Set exercise - Continue the article on historic home designation in Fort Lupton, starting after its final paragraph.

Given passage -

Special to MetroWest Newspapers

Fort Lupton officials could consider 20 homes for historic designation in the future, according to a $21,000 outside consultant study.  

Some homeowners have expressed concern that they won’t be able to renovate their homes as they choose if they receive historic designation.

But such designation also can mean federal tax credits for the homeowners, according to state and local officials.

“Generally if you have a historic property, you have to keep it in line with the historic integrity of the building,” said Alyssa Knutson, a city planner. “A lot of people get worried about that. They think that their property rights are being taken away. But generally, the changes are what you would be making anyway.”

City officials hired SWCA Environmental Consultants to do a study of historic homes in Fort Lupton. Workers interviewed homeowners, took pictures of the homes and conducted research on historical significance. 

No homeowner objected to historical designation, Knutson said.

Homeowners with designated sites deemed eligible that want to make property adjustments would need to get permission from Fort Lupton’s Historic Preservation Board, as required by the U.S. Secretary of Interior, because the property’s exterior appearance would need to be maintained. 

“Preservation of our historic resources helps define our communities and how we are connected to them,” said Mark Rodman, chief preservation programs officer at History Colorado. “These resources make up the look and fabric of where we live, work and play.”

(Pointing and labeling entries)
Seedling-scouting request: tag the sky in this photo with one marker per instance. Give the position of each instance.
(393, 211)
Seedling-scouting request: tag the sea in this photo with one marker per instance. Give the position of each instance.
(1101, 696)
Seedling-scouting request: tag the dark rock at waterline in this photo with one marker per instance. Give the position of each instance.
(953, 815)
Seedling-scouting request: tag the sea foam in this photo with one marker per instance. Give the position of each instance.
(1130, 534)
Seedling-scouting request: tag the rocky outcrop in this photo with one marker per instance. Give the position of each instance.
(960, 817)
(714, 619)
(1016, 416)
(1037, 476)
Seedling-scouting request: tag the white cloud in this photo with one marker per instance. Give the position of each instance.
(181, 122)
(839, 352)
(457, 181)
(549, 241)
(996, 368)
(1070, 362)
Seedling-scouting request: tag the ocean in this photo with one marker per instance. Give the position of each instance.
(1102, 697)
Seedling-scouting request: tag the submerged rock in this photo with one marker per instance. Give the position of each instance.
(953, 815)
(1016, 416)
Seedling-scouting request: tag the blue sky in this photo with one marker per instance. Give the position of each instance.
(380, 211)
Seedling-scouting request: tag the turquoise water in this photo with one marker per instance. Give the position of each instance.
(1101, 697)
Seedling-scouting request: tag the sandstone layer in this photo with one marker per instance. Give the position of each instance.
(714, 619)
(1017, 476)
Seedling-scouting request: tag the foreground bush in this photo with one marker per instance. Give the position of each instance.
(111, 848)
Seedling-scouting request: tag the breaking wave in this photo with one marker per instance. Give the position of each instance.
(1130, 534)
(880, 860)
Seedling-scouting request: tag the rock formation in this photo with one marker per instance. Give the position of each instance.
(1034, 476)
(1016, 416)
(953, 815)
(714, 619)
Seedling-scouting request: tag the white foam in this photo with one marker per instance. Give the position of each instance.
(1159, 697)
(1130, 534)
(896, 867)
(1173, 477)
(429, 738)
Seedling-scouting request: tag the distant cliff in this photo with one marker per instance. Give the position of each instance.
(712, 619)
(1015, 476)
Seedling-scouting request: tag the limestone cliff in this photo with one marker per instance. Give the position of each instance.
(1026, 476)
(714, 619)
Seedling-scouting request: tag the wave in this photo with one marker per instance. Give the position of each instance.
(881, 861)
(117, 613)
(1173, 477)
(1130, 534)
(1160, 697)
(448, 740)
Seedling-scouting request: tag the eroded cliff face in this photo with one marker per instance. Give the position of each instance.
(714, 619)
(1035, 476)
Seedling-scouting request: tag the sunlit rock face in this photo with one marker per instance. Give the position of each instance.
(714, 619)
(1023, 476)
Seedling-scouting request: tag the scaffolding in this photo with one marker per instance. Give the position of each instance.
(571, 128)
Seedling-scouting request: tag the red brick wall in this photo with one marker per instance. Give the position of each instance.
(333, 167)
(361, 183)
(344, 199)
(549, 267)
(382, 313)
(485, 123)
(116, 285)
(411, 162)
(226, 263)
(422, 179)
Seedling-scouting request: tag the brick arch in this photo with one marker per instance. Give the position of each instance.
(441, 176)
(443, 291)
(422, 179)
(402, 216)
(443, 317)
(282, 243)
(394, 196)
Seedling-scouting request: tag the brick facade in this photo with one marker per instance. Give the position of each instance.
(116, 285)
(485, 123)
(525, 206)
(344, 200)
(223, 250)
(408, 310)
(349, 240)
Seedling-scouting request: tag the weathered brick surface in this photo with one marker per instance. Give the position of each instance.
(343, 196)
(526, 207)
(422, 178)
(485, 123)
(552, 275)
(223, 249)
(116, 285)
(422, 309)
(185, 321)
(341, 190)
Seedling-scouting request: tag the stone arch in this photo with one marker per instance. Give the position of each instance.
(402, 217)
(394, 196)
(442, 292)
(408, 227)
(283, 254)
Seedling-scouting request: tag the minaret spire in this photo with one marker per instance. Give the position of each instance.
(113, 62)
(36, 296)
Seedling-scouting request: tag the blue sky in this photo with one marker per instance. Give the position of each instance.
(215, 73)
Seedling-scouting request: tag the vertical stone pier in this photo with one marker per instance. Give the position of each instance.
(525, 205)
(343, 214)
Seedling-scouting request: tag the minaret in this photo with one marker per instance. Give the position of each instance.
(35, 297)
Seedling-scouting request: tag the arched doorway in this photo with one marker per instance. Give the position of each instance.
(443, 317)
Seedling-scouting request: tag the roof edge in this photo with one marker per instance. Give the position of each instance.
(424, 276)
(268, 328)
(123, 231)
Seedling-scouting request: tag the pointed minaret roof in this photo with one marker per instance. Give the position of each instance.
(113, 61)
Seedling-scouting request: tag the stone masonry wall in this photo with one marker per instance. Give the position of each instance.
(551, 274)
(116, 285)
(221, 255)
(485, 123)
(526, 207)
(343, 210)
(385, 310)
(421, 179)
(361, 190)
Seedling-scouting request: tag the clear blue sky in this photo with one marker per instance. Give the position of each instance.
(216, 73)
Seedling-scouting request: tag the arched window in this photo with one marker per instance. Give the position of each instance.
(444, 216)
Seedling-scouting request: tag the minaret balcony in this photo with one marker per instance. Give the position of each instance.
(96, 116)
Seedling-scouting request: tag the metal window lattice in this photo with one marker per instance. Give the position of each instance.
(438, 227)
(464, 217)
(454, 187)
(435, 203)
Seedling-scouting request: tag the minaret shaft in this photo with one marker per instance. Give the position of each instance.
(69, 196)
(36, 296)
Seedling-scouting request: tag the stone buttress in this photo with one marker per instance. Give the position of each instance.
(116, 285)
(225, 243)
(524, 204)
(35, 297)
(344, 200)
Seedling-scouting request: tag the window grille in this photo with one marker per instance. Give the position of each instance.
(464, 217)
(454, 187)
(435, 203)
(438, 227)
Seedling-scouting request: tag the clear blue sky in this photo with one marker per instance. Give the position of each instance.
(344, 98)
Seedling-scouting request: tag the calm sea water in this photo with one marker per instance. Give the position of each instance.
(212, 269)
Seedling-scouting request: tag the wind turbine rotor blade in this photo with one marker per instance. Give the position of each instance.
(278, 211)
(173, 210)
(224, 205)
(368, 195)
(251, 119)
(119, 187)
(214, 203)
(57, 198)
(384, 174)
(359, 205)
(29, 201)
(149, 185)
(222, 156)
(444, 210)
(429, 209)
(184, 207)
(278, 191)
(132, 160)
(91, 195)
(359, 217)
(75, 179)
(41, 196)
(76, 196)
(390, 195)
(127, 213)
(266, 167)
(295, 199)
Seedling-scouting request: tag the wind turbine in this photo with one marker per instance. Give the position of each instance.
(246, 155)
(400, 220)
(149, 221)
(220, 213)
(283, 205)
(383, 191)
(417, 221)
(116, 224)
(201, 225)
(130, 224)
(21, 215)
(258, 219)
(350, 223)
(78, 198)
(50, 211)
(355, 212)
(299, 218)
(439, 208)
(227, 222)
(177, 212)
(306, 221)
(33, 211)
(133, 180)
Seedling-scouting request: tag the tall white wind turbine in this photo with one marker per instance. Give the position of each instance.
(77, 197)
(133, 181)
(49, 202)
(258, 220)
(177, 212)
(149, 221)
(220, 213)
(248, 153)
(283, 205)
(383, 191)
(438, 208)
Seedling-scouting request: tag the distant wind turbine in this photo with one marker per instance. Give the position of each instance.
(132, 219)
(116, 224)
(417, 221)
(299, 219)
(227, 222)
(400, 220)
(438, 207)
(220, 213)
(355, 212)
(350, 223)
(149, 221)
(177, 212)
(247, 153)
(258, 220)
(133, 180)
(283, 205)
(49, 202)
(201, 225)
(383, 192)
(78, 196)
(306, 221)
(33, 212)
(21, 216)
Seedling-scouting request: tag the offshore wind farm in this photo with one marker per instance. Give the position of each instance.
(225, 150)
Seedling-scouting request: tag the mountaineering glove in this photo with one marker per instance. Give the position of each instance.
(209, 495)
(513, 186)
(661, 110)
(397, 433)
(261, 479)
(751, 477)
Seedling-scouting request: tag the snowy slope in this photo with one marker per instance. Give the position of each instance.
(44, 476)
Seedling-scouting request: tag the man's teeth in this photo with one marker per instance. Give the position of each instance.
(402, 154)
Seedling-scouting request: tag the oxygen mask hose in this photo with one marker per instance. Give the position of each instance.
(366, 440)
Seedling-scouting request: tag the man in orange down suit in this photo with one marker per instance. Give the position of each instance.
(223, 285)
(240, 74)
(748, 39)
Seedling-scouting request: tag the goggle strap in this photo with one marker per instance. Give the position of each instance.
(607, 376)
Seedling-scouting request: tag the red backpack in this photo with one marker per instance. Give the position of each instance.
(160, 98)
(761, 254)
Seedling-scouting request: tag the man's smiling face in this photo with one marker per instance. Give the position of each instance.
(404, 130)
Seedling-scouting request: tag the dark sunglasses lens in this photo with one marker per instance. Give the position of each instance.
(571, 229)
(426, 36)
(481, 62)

Exercise result -
 Rodman called Adams and Weld counties a “microcosm” of what Colorado is experiencing throughout the state in terms of potential building or demolition of historic buildings. 

With population increases in Denver and neighboring suburbs, he said preserving historic properties now could protect these sites from demolitions or unnecessary additions to the area that would change the character of the area.

“In other areas seeing less development, the threat is disinvestment and neglect,” Rodman said.

 City officials must wrap up the study by June 30 to receive full grant funding of $20,756 from History Colorado. A letter to eligible property owners will be sent out if the properties are determined eligible for historic designation. City officials then would plan to meet with the homeowners to discuss details of the designations.